### Textauszug
***
Willi Winkler an seine Freundin am 29.07.1944 (3.2002.0914)

 

29./VII. 1944



Meine liebe kleine Ruth!

Ich dank Dir schön für Deinen Brief vom 25. Für die Zigaretten besonderen Dank. Gestern abend bekam ich Deine Karte. Ebenfalls schönen Dank für die Zeitungen. – Zur allgemeinen Zufriedenheit fand ich die bewußten Handschuhe in der Hosentasche. Willst Du sie per Post haben? –
Zu Deiner Beruhigung kann ich Dir berichten, daß es mir ausgezeichnet geht. Die Röntgenaufnahme zeigt einen guten Verlauf der Knochenheilung. Es ist wieder alles schön zusammen. Aber leider ein Stück kürzer. Auch die Wunden sind zu, nur die Fisteln sondern noch Eiter ab. Wenn das wilde Fleisch weggebeizt ist, siehts ganz nett aus. Die große Zehe läßt sich in Grenzen bewegen (die anderen sind stur, und wollen nicht mehr. Solln sie es bleiben lassen, geht ja auch so).
***
### Aufgabe
Zitiere aus dem Brief an Ruth wörtlich den Abschnitt, der mit den Worten beginnt, in denen „Ich dank Dir“ steht, und mit „ja auch so).“ endet.
***
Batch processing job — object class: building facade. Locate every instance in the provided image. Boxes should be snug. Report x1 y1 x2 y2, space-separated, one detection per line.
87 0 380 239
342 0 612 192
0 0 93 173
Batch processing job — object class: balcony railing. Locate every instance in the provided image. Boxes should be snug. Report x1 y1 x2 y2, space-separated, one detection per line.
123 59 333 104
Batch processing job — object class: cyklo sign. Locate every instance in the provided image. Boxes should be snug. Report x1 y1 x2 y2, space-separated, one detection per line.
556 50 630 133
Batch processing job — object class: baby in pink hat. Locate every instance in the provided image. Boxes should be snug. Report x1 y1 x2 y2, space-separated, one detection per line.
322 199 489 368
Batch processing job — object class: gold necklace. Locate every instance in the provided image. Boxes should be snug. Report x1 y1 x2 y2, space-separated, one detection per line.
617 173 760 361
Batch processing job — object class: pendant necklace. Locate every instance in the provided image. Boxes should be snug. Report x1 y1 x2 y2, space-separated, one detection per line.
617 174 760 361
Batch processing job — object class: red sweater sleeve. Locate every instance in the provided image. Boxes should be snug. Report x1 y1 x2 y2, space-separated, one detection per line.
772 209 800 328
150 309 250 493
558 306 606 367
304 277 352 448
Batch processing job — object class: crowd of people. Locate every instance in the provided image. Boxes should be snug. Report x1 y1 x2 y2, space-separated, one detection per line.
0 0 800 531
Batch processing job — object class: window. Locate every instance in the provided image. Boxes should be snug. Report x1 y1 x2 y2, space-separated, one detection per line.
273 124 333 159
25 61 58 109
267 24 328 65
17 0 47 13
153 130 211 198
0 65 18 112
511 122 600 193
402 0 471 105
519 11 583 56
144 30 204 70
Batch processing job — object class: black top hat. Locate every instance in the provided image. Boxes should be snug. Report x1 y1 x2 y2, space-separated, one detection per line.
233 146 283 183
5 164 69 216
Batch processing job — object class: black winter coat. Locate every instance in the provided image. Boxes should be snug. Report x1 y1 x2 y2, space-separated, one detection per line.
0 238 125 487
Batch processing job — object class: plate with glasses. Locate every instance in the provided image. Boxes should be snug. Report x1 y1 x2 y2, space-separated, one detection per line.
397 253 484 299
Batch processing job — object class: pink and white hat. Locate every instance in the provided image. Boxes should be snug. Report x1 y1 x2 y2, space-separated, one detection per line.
***
### Ergebnis
Ich dank Dir schön für Deinen Brief vom 25. Für die Zigaretten besonderen Dank. Gestern abend bekam ich Deine Karte. Ebenfalls schönen Dank für die Zeitungen. – Zur allgemeinen Zufriedenheit fand ich die bewußten Handschuhe in der Hosentasche. Willst Du sie per Post haben? –
Zu Deiner Beruhigung kann ich Dir berichten, daß es mir ausgezeichnet geht. Die Röntgenaufnahme zeigt einen guten Verlauf der Knochenheilung. Es ist wieder alles schön zusammen. Aber leider ein Stück kürzer. Auch die Wunden sind zu, nur die Fisteln sondern noch Eiter ab. Wenn das wilde Fleisch weggebeizt ist, siehts ganz nett aus. Die große Zehe läßt sich in Grenzen bewegen (die anderen sind stur, und wollen nicht mehr. Solln sie es bleiben lassen, geht ja auch so).